[Provided records]
== == ==
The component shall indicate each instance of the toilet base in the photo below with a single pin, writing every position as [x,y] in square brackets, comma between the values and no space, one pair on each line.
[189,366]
== == ==
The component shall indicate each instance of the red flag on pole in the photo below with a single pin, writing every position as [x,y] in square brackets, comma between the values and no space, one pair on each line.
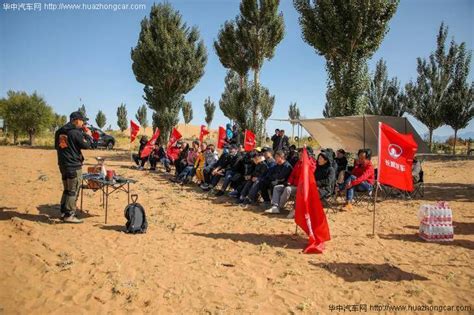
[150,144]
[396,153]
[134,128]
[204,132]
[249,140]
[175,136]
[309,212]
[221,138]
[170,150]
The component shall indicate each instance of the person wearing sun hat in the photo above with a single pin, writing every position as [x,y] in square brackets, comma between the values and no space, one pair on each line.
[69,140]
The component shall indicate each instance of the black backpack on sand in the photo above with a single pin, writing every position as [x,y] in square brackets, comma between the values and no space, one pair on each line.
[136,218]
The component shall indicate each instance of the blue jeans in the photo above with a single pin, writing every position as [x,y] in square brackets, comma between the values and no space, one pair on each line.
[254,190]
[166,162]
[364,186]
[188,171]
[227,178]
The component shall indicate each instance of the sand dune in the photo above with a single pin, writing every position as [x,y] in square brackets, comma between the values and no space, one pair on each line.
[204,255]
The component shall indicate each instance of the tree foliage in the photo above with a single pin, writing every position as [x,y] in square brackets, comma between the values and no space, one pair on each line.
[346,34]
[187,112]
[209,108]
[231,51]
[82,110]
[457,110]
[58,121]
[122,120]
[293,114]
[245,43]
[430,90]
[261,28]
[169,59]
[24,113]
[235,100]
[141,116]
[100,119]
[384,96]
== == ==
[Given instruction]
Tally the lines in the material above that contain the word "instance", matching case exactly, and reply with only the number.

[Expected output]
7